_Passage provided_:
☆ ☆ ☆ ☆ ☆ ☆ ☆

It may make them think twice or they may call your bluff. I wouldn't pursue it through the courts if it was me - that type of thing gets around I'm sure.

Did you get a non-refundable booking deposit? When drawing up my own contract template I made this part of it - so at least if it's cancelled at short notice I'm getting "paid" for the day filming the event, but I do lose out on the edit fee. If it happens it allows time for other stuff though that's been on the long finger... taxes, filing documents, the boring stuff.

Question for you - what's a tog??

Nigel Barker
June 6th, 2013, 07:29 AM
Sorry to hear about this problem. Our terms are payment in full 28 days before the wedding. It's never happened that we haven't been paid well before the event although I am at present chasing up one couple as their wedding is in three weeks time and we still haven't been paid although we have taken a £500 booking fee. I am not certain that I would go as far as taking them to court if they don't pay but we sure as hell won't be turning up at the wedding without payment.

Robert Benda
June 6th, 2013, 07:41 AM
You can try to collect, though be ready for a fight.

For the future, it's easier to already have the money.

This is exactly why our contract has staggered payments. 25% when they sign, 25% at set dates, and the rest the day of. If they cancel 30 days out, which just happened, I already have the 75%. Also, non of these are called retainers or deposits in the contract. They're 'non-refundable payments.'

The idea being the payments are made about the same time that the value of the date goes down. For me, around November and February.

Good luck.

Peter Rush
June 6th, 2013, 07:45 AM
I do take £150 booking deposit which is no-refundable but doesn't cover my shooting time for the day. Paul's right - no point having a contract and not enforcing it. I'll take Ryan's advice and send a polite invoice for the cancellation payment. Not sure I'd pursue it through court though.

☆ ☆ ☆ ☆ ☆ ☆ ☆

_Excerpted records_:

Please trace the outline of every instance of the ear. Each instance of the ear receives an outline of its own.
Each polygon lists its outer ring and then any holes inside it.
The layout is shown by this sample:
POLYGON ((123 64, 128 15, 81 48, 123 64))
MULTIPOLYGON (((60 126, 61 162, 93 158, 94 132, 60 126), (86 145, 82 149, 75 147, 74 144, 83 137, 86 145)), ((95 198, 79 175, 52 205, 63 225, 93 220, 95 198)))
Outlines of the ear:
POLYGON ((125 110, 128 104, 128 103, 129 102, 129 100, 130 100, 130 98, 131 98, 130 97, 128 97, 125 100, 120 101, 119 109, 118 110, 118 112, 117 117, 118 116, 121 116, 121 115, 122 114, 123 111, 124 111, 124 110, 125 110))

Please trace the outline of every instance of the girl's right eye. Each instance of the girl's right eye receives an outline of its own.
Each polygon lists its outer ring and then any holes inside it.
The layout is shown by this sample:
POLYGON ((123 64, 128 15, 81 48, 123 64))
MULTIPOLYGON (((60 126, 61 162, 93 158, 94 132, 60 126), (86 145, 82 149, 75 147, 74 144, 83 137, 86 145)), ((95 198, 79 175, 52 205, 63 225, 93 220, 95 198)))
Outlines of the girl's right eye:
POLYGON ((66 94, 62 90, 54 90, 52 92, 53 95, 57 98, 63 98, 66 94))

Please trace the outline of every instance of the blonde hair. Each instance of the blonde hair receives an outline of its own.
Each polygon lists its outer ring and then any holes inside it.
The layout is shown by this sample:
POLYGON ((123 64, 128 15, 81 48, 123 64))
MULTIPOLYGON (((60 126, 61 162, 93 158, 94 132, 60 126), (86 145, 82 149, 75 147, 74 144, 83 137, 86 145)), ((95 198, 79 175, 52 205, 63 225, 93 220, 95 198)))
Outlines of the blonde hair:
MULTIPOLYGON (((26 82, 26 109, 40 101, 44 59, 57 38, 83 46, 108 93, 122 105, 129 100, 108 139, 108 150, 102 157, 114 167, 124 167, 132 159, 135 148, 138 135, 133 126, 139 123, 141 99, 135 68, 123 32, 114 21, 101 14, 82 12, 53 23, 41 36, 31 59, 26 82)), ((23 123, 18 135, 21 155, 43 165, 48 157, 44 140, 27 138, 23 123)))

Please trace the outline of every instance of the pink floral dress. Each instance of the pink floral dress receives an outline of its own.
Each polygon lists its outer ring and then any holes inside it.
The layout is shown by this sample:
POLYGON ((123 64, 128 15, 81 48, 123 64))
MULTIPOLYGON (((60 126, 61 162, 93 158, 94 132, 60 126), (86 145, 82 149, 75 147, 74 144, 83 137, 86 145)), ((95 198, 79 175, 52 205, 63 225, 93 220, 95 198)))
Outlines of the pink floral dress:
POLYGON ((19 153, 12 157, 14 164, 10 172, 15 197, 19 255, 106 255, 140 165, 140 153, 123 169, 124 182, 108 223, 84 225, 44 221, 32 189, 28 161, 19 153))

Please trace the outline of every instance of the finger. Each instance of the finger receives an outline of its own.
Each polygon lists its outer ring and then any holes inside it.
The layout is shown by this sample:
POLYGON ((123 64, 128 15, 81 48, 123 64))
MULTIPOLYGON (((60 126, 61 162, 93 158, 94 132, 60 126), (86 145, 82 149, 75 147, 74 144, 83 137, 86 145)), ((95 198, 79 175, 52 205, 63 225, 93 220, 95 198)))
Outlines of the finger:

☆ ☆ ☆ ☆ ☆ ☆ ☆

_Instructions_:
**A.** Swap "the ear" for "the left ear" in the entries and give back everything from their start down to the line containing "POLYGON ((125 110, 128", with nothing else altered. Return only those lines.
**B.** Please continue the forum thread about wedding clients who cancel or don't pay, starting after its last post.

_Answers_:
**A.**
Please trace the outline of every instance of the left ear. Each instance of the left ear receives an outline of its own.
Each polygon lists its outer ring and then any holes inside it.
The layout is shown by this sample:
POLYGON ((123 64, 128 15, 81 48, 123 64))
MULTIPOLYGON (((60 126, 61 162, 93 158, 94 132, 60 126), (86 145, 82 149, 75 147, 74 144, 83 137, 86 145)), ((95 198, 79 175, 52 205, 63 225, 93 220, 95 198)))
Outlines of the left ear:
POLYGON ((125 110, 128 104, 128 103, 129 102, 129 100, 130 100, 130 98, 131 98, 130 97, 128 97, 125 100, 120 101, 119 109, 118 110, 118 112, 117 117, 118 116, 121 116, 121 115, 122 114, 123 111, 124 111, 124 110, 125 110))

**B.**
I have her phone number an postal address (her email bounces) but she won't answer the phone but will contact via text. My other worry is If I land this on her and she thinks 'well he might as well film the wedding anyway seeing as I'm going to have to pay most of it anyway' - what an awkward shoot that would be - "here's the video guy that was going to sue me"

Very difficult one this is for sure!

Roger Van Duyn
June 6th, 2013, 07:54 AM
Often people are embarrassed to give the real reason for a decision. Have you checked to see if the wedding itself is still on?

Peter Rush
June 6th, 2013, 07:58 AM
The wedding is on - I checked with the wedding planner last week (it's a venue I've filmed at before) as I wanted to make sure her phone number I was using is current as she was not responding.

Chris Harding
June 6th, 2013, 08:33 AM
That's a relief Pete!!

I find that my best way to do things is collect 1/3rd on booking (regardless of when they book) and then a second 1/3rd 2 weeks before the wedding ...if they cancel at the last minute then at least I have 2/3rds of the package for my effort. My final 1/3rd is due when the DVD's are ready for delivery ..they pay me or they don't get a delivery, simple as that.

I would like to get the full amount a month before like Nigel does but there seemed to be some resistance to paying everything up front without getting anything in return so I stick with the 3 x 1/3rd's ..I figure that if they have paid 2/3rd there is no way they will forfeit that and get nothing so they always pay the last bit.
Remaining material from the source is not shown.